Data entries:

---

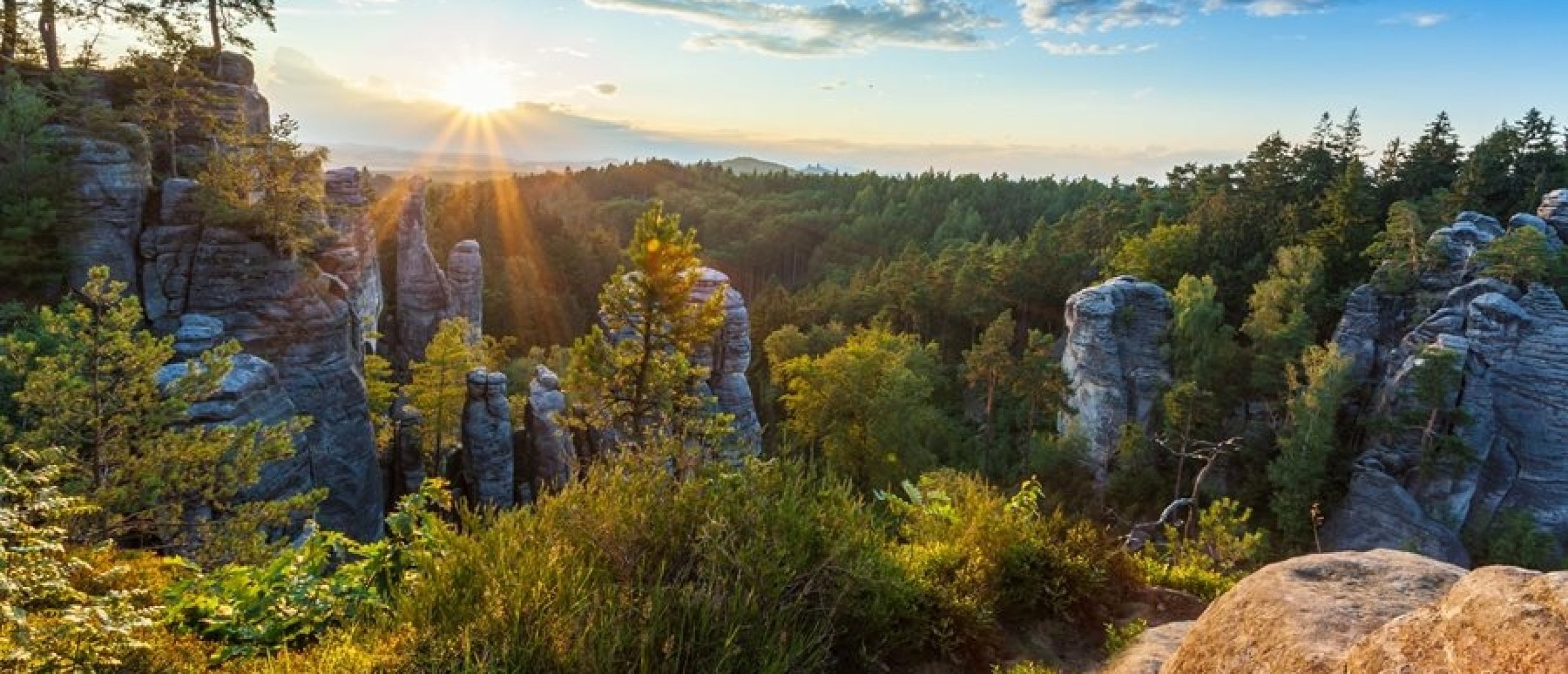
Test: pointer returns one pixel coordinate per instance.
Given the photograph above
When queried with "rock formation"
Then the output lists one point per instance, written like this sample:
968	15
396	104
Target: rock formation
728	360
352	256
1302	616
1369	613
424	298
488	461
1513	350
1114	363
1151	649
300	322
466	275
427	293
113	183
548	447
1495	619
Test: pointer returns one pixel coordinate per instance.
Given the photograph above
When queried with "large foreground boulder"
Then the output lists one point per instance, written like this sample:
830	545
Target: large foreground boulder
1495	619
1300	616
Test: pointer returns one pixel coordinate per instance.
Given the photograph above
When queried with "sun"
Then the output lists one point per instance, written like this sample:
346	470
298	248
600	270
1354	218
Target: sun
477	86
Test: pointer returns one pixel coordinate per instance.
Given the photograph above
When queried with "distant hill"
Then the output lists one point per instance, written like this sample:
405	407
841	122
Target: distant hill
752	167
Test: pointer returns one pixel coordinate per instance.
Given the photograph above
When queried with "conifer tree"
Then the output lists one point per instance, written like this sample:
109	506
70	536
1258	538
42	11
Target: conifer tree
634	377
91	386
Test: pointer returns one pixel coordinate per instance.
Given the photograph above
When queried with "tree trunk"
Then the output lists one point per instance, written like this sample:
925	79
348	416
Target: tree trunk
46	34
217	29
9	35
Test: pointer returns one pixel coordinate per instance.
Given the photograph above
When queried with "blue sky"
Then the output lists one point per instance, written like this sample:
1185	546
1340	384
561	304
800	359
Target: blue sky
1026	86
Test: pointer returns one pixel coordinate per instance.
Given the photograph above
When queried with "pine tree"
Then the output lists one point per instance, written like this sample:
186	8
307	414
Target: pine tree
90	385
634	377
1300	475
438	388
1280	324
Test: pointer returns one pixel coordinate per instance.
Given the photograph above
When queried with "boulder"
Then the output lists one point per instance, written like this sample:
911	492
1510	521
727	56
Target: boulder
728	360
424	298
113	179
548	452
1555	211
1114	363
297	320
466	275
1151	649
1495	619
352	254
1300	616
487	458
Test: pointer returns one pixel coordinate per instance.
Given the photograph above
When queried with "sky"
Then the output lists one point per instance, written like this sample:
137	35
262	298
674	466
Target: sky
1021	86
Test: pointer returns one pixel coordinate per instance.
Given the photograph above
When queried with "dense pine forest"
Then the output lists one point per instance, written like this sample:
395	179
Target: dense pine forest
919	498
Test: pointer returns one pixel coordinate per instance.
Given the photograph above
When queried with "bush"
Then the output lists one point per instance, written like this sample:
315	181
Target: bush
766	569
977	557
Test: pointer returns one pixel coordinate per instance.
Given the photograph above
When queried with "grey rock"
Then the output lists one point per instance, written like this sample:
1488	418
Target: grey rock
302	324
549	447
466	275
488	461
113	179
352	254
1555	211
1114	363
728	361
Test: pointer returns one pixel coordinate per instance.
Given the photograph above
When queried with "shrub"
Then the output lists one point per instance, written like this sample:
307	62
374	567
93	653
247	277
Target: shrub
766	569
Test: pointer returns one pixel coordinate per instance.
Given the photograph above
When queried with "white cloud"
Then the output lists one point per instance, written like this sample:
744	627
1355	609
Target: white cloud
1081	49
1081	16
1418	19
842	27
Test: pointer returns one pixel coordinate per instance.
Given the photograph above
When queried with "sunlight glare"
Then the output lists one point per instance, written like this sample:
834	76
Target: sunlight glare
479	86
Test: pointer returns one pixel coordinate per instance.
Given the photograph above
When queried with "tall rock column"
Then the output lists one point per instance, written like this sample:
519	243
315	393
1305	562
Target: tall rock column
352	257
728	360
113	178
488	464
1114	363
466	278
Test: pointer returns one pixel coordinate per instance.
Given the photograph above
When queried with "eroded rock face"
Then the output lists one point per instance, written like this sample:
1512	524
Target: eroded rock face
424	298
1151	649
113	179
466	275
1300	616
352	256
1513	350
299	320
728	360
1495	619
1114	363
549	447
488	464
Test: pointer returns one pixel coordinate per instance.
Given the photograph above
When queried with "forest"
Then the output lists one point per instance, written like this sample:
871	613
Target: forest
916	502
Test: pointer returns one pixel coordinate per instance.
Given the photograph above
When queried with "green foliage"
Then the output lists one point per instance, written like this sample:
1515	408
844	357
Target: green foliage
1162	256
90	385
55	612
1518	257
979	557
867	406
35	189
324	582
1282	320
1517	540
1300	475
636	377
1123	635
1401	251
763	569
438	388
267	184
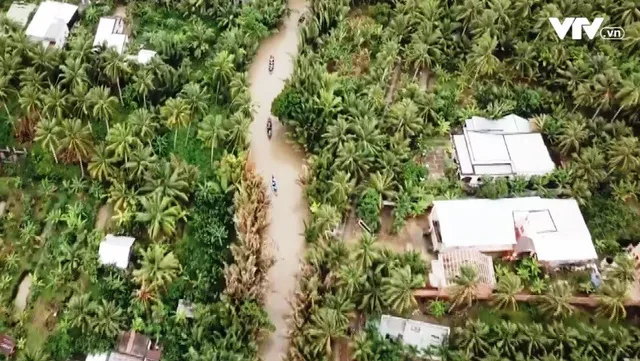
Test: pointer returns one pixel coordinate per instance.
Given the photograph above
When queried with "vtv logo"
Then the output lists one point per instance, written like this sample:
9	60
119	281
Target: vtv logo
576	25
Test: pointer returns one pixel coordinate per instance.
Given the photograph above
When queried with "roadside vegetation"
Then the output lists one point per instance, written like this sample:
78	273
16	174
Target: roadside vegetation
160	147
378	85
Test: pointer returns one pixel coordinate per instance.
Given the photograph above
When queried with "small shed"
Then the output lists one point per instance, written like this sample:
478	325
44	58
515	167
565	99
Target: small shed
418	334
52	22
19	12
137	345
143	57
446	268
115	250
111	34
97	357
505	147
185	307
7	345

---

### What the task asks
Pictures in the data above should not be copied; transcribe everything else exactly.

### The solution
Test: pointer returns one pixel coordinate per instance.
Given the photograph above
When queried with "rock formation"
Then the output lists one point per instance, written like this sample:
968	15
396	104
Target: rock formation
728	360
352	256
1302	616
1369	613
424	298
488	461
1513	350
1114	363
1151	649
300	322
466	275
427	293
113	183
548	447
1495	619
Test: pointer returns one pixel coordinate per instance.
Given the photograph above
When queried with "large foreground boulder"
Then the output lists one point per instance, written like this sample:
830	545
Target: large foreground boulder
1495	619
1300	616
Test: pointer returns one pixel coordinate per instance.
Given the photograph above
When queried with "sun"
Then the output lists one point per instance, written like this sample:
346	470
298	248
600	270
1354	218
Target: sun
477	86
Test: pointer returns one pixel coordinate per instance.
Given the photograph above
When queried with "distant hill"
Then the output lists one point per instance, written like this sample:
405	407
841	122
Target: distant hill
752	167
Test: pointer returns one pixel coordinate per instance.
Given the photograph above
When queried with "conifer tree"
Then the output lists one point per instance, written like this sample:
109	506
70	536
1258	538
42	11
Target: conifer tree
634	377
91	386
Test: pointer returns one pixel coordinate per instance.
Given the photograph above
When queried with "tree trunk"
Then the output lists one point per instance, written like this sample:
925	79
348	416
Target: tree trunk
46	34
217	29
9	35
Test: pointer returns one pixel coordinate per instance.
Given the photograph above
When queried with "blue sky"
Then the output lists one point per instance, written like this sample:
1185	546
1340	384
561	304
800	359
Target: blue sky
1026	86
Test: pointer returns one pixel coordinate per instance.
Given the photograph above
When queried with "pine tree"
Then the output lists one point per instance, written like this sample:
186	8
307	414
Target: pine tree
90	385
634	377
1300	475
438	388
1280	324
Test: pointer returns one pixel coordinate per instance.
Given the photograph above
When queried with "boulder"
Then the output lists one point per instance, written like this sample:
911	492
1510	521
727	56
Target: boulder
728	360
424	298
113	179
548	452
1555	211
1114	363
297	320
466	275
1151	649
1495	619
352	254
1300	616
487	458
Test: pointer returns one pixel coordinate per instance.
Given the photograph above
When queried with "sky"
Then the output lists one point per instance, written like this sample:
137	35
262	298
674	466
Target: sky
1021	86
Test: pointer returns one pixel coordinate per instance.
Given the photograph above
When queried with "dense pine forest"
Then the output lists one point per instance, written like this sample:
395	179
Target: dense pine forest
919	498
Test: pointer returns one pixel coordinate per instance.
Given the photograph above
When queried with "bush"
Then the output lists one point per instance, written like this sample:
315	181
Target: bush
766	569
977	557
Test: pointer returns one pixel coordinate per instance.
Given the photograph above
When queried with "grey rock"
Then the output lists one point per instance, written like this sample:
1488	418
Target: grey rock
302	324
549	447
466	275
488	461
113	179
352	254
1555	211
1114	363
728	361
Test: pointer returns one pixel coordinate per instance.
Given the photograph above
When queried with "shrub"
Then the output lists one point per instance, written like this sample:
307	62
374	567
93	653
247	277
Target: shrub
766	569
Test: pointer returns one pixel coordinate per instance.
Given the photograph above
When queried with "white cloud"
Then the output lists one point per instance, written like this sample:
744	627
1355	609
Target: white cloud
1081	49
1081	16
1418	19
842	27
Test: pointer returns one pixel coordinate per instance.
Given the photograph above
When queried with "sunlight glare"
Then the output lists one point per instance, written like this sample:
834	76
Target: sunlight glare
479	86
Test: pointer returns one pixel coordinate per instance.
Given the photograph above
When queried with "tall rock column"
Then the output lists one point per instance, written like this sample:
519	243
315	393
1305	562
Target: tall rock column
352	257
728	360
113	178
488	464
1114	363
466	278
Test: pointer returns one pixel coordinate per instance.
Given the photograph above
When queried with "eroded rock face"
Then the output lists one point per instance, written like this sample:
1512	524
Target: eroded rock face
424	298
1151	649
113	179
466	275
1300	616
352	256
1513	350
299	320
728	360
1495	619
1114	363
549	447
488	464
Test: pointer returns one pixel coordinate per instance.
Given the photograph above
When queried with "forest"
Then the output lists one point per instance, written like this sample:
871	613
Target: forest
916	502
Test: pointer returns one pixel coordinate per instance.
Given the photograph above
When queried with "green foliage"
Then the output lists one point per instance, written like this sample:
1515	408
844	357
Target: green foliage
1162	256
90	385
55	612
1518	257
979	557
867	406
35	189
324	582
1282	320
1517	540
1300	475
636	377
1123	635
1401	251
763	569
438	388
267	184
Test: pointer returns one pixel coordinate per instance.
Given the photograph above
When queried with "vtv logo"
Then the output lists one point per instance, written like this sample:
9	60
119	281
Target: vtv logo
576	25
Test: pointer returns one pixel coordinate per instance.
Given the photograph above
When queried with "roadside vegetation"
Then the output lists one point per instance, written like this sample:
78	273
16	174
Target: roadside vegetation
160	147
378	85
Test: pointer returns one pixel coordinate per instance.
Given the photograph above
When queried with "small shed"
Then the output lists one point per instance, written like this sample:
478	325
44	58
515	167
565	99
Target: small shed
418	334
52	22
19	12
137	345
143	57
446	268
115	250
111	34
97	357
505	147
185	307
7	345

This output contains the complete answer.